*Given problem:* Could you print every row below verbatim, leaving the pictures out of your answer?

*Material for the task:*
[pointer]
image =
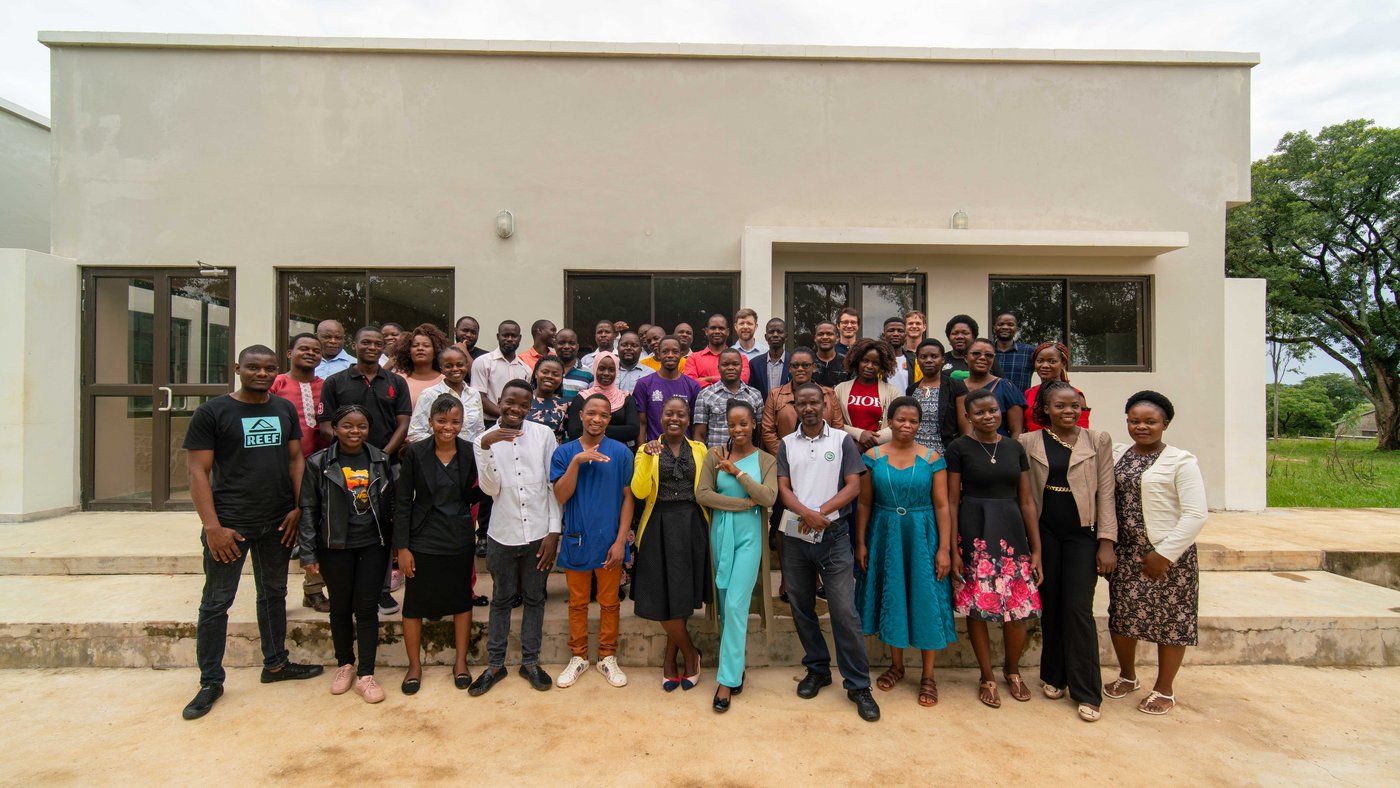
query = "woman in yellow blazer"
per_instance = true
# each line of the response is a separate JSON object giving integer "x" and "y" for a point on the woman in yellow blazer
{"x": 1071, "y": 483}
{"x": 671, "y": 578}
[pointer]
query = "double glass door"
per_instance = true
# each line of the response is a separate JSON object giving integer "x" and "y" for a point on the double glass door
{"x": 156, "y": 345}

*Result:*
[pointer]
image =
query = "woman in yellow blazer"
per_instance = true
# each line of the response is a separate JSON object giving integer "x" and "y" for a point on the woman in yellow blazer
{"x": 1071, "y": 483}
{"x": 671, "y": 578}
[pointer]
query = "double glass door"
per_instance = true
# each line of the response is a separate JSON object giving integer "x" and "y" for a point on the double glass door
{"x": 156, "y": 345}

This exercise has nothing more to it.